-------- Text segment

Good evening. It is a great pleasure to be able to address the members of this group. I recognize that I am the only one standing between all of us and dinner, and with that in mind I will keep these remarks relatively brief.
In a few months we will celebrate 100 years of commercial flight. On 1 January 1914 Tony Jannus piloted the first scheduled flight between St. Petersburg and Tampa, Florida, carrying a single passenger. By the way, I’m afraid there’s no truth to the rumor that this passenger was actually a travel agent on a “fam trip”.
Joking aside, the vantage point of nearly a century of operations provides an excellent point to pause and reflect on the amazing transformation aviation has brought. This year, our industry will safely and securely transport more than 3 billion people—equivalent to around 44% of the world’s population--and 48 million tonnes of cargo—representing around 35% of world trade by value. This activity supports 3.5% of global GDP, equivalent to $2.2 trillion annually. We connect people to business and reunite family and friends. And by bringing people of different cultures together, we foster opportunities for greater understanding and friendship.
But airlines could not do it alone. You are important business partners in this endeavor. Our relationship is built upon decades of cooperation and working together, underpinned by the enormous value that we provide to one another.

----------------

* **What is asked**
**a.** Put this sentence from the speech on commercial flight into Spanish: "We connect people to business and reunite family and friends."
**b.** In the speech on commercial flight, how many people will the industry transport this year?
The records have no connection to the speech above.

-------- Dataset records

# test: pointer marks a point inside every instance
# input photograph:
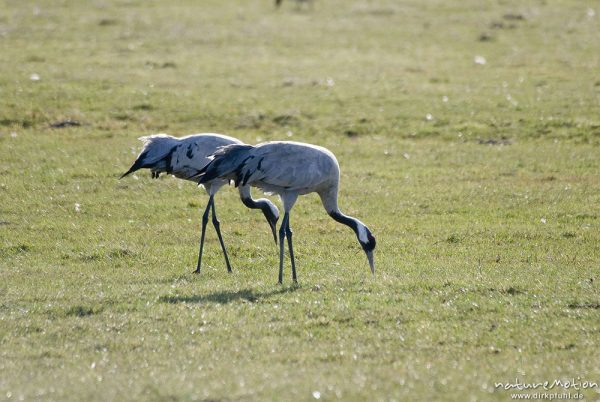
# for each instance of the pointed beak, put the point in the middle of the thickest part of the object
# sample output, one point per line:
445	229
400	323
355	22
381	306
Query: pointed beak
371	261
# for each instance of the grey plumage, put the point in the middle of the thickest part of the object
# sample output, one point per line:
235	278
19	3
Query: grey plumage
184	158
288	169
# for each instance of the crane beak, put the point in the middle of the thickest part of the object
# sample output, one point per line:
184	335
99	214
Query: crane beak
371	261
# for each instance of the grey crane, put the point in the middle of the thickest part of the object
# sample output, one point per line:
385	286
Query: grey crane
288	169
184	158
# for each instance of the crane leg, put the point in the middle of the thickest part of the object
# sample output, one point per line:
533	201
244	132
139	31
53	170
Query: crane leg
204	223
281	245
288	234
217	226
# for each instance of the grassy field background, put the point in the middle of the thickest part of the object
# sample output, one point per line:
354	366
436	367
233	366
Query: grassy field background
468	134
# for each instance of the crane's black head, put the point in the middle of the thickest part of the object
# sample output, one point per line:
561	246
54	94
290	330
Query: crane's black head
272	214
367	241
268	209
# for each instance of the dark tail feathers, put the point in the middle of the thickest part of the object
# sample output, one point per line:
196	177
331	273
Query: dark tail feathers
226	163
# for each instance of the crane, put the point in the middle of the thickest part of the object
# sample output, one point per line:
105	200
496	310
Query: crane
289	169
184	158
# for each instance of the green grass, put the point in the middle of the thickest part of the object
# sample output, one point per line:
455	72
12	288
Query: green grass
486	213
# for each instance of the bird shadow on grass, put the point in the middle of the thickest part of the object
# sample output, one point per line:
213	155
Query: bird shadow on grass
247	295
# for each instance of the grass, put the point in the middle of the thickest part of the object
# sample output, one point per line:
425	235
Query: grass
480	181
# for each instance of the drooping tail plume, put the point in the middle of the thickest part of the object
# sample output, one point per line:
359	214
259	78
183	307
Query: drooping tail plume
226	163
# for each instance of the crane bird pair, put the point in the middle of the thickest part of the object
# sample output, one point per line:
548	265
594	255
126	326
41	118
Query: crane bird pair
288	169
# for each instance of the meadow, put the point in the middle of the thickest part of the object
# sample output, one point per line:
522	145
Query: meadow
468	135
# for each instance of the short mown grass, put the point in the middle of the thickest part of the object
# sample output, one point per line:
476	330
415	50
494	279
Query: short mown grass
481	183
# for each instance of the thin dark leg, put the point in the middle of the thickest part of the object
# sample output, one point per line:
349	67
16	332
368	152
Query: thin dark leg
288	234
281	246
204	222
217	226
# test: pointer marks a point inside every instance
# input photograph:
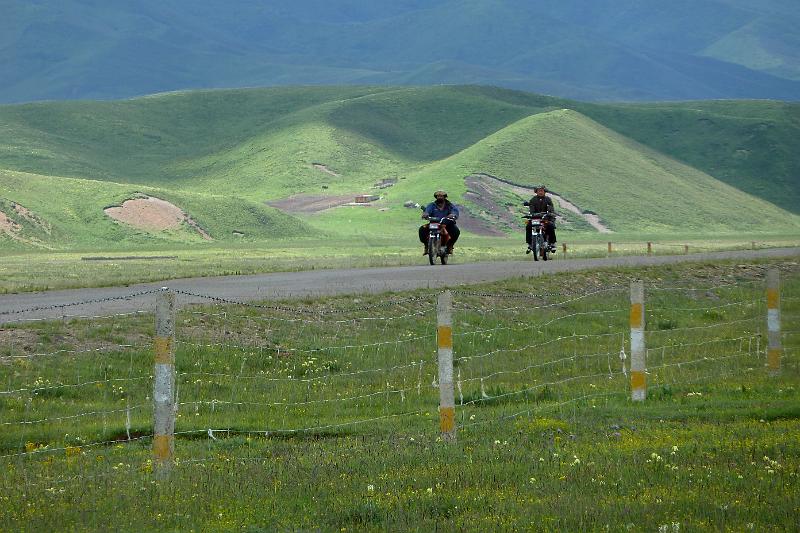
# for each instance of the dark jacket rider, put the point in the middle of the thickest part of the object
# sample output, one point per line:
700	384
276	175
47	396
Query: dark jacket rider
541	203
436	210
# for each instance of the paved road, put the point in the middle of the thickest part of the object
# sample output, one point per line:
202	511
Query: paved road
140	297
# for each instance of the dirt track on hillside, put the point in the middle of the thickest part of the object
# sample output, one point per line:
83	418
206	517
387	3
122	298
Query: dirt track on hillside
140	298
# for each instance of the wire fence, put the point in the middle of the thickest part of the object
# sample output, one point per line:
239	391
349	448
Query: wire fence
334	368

----------------

* **Task-by-task results**
**a.** Conectamos a las personas con los negocios y reunimos a familiares y amigos.

**b.** More than 3 billion people.